** BEGIN GIVEN DATA **

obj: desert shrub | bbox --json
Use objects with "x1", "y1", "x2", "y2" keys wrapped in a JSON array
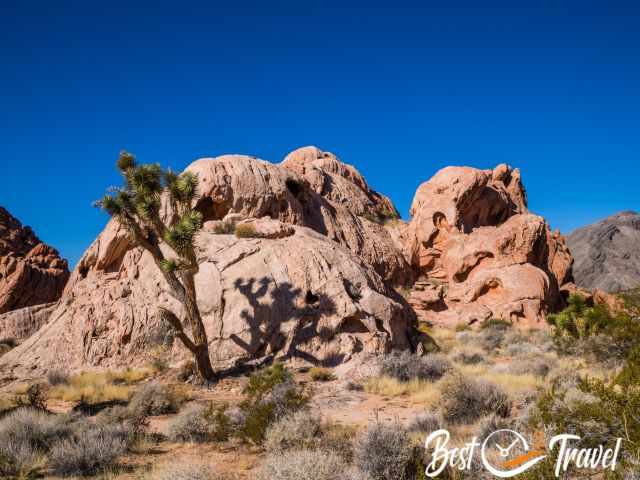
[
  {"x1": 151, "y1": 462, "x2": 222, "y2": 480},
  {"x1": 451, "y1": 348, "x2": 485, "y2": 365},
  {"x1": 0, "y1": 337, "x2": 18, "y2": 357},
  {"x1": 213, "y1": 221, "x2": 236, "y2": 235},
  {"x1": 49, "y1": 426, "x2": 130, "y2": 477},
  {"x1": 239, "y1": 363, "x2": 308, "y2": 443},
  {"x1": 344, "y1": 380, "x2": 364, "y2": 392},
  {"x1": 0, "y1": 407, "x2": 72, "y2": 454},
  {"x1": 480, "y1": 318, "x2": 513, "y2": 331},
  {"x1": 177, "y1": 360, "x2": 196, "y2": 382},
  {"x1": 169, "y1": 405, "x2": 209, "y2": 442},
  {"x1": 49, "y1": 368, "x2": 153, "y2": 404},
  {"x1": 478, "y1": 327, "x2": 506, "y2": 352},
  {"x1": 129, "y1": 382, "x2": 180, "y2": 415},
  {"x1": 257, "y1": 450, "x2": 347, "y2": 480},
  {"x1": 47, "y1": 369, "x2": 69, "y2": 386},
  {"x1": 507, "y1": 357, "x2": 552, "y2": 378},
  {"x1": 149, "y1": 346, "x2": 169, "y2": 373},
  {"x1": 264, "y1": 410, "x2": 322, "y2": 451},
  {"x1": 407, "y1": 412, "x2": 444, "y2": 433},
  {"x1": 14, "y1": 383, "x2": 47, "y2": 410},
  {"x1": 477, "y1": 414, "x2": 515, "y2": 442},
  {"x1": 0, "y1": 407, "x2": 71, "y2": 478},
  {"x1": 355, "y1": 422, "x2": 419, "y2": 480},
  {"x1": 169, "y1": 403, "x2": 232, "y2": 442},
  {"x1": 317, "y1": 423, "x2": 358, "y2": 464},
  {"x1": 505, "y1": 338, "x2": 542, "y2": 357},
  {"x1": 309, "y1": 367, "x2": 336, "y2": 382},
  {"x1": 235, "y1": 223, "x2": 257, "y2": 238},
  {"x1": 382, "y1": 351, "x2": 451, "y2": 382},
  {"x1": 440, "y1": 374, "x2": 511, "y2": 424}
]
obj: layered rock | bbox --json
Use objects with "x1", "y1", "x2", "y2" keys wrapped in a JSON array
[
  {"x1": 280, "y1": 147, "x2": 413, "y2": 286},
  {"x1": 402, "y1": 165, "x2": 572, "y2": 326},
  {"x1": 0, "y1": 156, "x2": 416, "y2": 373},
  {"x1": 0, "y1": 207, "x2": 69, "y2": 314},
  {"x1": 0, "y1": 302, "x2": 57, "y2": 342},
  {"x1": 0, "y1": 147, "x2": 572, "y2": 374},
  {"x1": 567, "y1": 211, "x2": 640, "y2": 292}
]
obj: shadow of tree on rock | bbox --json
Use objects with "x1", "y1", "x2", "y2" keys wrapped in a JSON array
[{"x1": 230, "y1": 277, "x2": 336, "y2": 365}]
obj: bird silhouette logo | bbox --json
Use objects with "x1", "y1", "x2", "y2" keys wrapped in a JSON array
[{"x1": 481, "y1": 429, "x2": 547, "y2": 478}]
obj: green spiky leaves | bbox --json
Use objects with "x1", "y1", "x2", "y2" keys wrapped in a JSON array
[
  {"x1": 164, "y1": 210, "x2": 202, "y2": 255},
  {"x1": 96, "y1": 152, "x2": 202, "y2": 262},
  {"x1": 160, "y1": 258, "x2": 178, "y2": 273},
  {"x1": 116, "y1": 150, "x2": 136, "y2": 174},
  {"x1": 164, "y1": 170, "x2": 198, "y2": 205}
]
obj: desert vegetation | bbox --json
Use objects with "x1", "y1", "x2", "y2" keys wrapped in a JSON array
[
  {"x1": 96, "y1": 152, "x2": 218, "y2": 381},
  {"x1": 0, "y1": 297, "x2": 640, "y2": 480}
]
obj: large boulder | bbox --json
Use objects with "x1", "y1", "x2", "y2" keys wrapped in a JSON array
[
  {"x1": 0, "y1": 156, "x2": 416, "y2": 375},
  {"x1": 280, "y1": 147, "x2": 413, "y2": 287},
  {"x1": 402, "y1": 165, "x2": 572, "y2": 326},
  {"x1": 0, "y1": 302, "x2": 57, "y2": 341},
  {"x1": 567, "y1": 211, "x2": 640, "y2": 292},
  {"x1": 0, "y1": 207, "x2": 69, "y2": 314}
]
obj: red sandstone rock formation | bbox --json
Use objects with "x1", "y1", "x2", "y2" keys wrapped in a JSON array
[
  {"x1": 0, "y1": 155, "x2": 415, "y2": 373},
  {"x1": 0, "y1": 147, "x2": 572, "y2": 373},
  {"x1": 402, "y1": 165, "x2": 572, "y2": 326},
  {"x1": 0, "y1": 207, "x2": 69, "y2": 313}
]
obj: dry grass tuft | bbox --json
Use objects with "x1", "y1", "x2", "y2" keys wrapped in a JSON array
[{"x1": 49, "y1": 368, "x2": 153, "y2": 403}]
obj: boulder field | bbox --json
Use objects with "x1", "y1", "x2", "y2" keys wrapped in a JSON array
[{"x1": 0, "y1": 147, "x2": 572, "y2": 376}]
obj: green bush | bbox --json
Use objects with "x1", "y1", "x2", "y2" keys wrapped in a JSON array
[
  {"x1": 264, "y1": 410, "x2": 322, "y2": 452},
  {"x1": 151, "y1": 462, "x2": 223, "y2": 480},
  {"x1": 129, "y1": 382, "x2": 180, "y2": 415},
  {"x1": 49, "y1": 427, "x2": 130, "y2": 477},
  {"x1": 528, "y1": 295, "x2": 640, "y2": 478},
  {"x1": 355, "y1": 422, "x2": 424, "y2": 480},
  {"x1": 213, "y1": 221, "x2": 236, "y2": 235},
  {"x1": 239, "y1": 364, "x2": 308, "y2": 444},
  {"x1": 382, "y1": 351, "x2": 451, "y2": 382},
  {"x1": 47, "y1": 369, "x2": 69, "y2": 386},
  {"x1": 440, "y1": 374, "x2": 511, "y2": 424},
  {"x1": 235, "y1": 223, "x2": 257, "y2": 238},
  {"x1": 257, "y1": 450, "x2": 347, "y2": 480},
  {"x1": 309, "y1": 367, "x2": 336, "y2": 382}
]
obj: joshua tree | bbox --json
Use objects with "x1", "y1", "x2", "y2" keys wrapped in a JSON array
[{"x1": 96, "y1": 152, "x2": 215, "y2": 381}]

** END GIVEN DATA **
** BEGIN GIVEN DATA **

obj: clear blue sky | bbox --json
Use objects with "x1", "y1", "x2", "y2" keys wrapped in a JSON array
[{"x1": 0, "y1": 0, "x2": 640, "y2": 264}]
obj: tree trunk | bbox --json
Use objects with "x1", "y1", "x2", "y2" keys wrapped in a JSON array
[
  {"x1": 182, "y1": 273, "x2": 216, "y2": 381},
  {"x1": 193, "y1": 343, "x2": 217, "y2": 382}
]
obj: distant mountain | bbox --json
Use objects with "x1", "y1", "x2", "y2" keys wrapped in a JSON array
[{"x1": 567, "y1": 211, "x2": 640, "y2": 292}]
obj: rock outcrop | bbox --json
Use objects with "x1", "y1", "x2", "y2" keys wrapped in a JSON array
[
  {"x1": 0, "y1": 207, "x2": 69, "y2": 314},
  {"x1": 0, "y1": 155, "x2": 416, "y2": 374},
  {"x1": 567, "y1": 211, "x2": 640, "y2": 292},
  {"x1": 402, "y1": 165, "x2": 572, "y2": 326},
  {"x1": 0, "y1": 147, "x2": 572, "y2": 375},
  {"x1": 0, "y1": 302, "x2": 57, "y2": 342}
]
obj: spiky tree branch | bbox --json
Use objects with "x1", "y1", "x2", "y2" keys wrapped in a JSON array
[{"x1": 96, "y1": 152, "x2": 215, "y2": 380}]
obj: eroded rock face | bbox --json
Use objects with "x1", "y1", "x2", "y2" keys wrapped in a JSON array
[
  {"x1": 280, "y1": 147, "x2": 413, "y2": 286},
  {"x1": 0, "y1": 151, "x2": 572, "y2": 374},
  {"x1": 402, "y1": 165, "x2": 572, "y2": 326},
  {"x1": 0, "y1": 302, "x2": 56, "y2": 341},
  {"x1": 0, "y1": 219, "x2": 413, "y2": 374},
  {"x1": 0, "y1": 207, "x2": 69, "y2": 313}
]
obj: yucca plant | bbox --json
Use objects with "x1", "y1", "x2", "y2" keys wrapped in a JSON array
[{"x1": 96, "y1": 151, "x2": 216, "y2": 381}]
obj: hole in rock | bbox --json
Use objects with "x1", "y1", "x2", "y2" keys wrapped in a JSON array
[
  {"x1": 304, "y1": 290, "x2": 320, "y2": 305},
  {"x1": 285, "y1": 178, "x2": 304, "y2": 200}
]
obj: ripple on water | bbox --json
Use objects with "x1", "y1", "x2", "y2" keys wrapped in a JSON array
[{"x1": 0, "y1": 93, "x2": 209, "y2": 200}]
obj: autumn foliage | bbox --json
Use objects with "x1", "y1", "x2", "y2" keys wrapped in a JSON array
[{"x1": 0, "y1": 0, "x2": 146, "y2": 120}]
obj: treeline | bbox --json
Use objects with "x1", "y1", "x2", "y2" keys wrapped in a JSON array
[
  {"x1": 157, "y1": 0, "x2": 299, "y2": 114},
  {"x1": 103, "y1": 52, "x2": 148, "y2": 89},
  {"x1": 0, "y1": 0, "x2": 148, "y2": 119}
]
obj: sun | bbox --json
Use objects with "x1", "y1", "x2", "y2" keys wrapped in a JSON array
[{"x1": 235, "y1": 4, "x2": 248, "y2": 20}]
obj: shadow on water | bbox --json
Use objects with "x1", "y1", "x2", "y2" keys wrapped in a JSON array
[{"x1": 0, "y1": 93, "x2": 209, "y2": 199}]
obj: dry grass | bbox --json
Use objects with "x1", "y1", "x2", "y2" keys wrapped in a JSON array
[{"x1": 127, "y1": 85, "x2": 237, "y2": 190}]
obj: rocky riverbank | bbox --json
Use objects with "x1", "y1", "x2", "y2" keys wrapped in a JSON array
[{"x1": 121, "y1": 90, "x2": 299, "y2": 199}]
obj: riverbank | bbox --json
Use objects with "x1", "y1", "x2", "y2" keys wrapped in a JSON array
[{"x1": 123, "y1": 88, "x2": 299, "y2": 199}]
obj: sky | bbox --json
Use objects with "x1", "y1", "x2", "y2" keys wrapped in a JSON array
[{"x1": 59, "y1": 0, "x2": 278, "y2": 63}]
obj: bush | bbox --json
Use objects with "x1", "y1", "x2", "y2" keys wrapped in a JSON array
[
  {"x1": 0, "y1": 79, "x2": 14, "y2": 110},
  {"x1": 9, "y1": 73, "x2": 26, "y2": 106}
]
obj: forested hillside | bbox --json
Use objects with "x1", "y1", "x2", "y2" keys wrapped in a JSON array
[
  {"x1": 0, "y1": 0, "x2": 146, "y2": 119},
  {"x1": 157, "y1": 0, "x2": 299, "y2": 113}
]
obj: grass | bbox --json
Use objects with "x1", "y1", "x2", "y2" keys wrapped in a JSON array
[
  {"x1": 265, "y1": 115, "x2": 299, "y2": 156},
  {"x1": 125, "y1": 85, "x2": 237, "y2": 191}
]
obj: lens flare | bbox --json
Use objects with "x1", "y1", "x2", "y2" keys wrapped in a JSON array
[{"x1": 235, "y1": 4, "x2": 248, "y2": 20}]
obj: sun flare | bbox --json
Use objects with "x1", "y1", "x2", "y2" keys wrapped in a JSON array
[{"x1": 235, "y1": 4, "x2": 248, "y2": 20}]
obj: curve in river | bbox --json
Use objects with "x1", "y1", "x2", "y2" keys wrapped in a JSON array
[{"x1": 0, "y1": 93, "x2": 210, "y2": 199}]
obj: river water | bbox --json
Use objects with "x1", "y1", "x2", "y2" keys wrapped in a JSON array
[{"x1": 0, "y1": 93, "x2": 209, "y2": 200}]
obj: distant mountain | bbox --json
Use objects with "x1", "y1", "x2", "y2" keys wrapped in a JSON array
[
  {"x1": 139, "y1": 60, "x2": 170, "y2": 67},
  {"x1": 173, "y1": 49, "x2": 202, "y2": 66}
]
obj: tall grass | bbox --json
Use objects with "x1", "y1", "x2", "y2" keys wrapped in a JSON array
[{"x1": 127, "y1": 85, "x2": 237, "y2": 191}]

** END GIVEN DATA **

WHAT IS REQUIRED: Which lines in the material above contain the string "shadow"? Copy every such line, and treat uppercase and lowercase as different.

WORKED SOLUTION:
obj: shadow of tree on rock | bbox --json
obj: shadow on water | bbox --json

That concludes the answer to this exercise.